[Extracted records]
· · · · · · ·
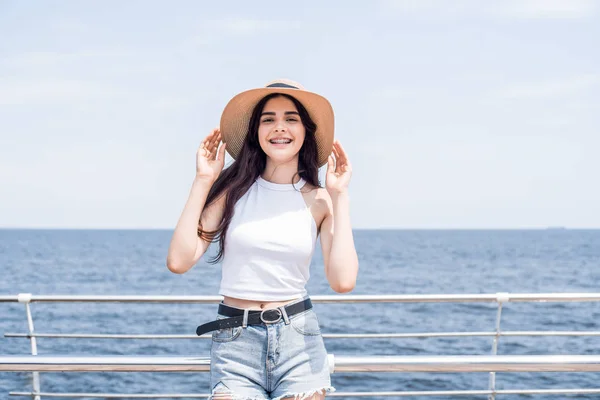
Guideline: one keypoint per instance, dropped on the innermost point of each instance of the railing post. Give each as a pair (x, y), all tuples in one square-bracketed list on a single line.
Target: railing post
[(26, 299), (500, 298)]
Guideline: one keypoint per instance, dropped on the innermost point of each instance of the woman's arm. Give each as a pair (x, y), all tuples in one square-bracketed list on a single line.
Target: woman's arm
[(186, 246), (337, 241)]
· · · · · · ·
● Task statement:
Retype all of the data above word for word, leaving the pictures out of your answer.

● Task answer:
Guideline: one keypoint per instance, dropped on the innermost point of each instance of the railing post. Give each as a pair (x, y), all tuples in one square-bracketed list on a single line.
Target: railing post
[(26, 299), (500, 298)]
Guideline: one keypoint per instance, dropped on the innermost point of each instance of the woman's arm. Give each as a pair (x, y), all tuples in one square-bracketed list on a single line.
Target: woman's arm
[(186, 246), (337, 241)]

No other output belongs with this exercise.